Task goal
Scan the material and copy out each line where the word "door" occurs.
[Start of Attachment]
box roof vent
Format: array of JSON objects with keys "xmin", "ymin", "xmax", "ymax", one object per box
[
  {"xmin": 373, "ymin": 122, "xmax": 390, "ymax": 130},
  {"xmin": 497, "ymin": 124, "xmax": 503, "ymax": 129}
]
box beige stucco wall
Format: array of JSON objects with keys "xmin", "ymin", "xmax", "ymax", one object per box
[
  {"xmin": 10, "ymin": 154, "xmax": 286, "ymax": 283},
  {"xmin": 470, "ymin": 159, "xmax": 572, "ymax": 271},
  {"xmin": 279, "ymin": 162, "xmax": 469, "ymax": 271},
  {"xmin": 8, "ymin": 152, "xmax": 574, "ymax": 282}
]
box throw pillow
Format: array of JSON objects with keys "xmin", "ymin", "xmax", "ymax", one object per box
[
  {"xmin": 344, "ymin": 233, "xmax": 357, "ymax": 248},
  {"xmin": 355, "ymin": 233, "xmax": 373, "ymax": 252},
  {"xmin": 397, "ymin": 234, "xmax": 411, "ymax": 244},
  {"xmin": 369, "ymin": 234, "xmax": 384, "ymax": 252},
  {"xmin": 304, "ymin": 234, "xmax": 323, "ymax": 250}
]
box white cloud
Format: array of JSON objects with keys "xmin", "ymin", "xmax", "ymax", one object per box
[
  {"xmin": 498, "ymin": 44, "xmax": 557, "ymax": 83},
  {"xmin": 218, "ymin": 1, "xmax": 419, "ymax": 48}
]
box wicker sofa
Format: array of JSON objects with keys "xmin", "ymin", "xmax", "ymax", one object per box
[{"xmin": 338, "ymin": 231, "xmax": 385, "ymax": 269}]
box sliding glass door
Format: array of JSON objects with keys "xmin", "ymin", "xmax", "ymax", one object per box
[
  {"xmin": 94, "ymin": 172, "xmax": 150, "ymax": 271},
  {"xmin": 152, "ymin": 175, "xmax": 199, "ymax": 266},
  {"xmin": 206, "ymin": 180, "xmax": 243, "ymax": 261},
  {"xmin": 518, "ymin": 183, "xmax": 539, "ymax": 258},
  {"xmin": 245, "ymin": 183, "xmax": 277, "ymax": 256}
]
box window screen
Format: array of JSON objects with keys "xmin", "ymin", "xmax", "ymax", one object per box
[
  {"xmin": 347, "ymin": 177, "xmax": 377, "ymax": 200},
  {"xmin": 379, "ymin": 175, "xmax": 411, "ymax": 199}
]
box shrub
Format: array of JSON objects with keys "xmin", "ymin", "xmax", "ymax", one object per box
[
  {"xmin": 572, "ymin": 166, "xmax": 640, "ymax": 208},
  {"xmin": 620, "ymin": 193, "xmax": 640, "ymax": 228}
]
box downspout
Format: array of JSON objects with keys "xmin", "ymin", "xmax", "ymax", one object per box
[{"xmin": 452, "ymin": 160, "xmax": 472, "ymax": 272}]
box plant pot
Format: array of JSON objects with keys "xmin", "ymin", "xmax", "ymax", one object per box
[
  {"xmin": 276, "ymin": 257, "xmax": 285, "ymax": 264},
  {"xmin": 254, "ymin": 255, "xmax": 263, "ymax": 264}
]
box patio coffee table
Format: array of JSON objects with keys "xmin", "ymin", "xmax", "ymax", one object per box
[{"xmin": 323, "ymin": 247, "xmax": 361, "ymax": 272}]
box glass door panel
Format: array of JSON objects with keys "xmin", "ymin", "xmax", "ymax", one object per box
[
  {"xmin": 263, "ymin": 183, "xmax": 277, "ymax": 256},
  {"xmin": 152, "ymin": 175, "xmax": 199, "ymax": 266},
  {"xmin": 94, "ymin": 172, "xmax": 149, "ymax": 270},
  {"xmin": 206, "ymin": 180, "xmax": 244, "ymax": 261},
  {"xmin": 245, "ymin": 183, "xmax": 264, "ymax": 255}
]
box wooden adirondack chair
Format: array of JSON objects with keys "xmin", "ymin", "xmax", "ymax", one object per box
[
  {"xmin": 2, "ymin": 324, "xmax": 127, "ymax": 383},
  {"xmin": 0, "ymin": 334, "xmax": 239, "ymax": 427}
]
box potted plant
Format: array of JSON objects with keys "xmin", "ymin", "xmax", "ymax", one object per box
[End of Attachment]
Answer box
box sliding glass door
box glass door panel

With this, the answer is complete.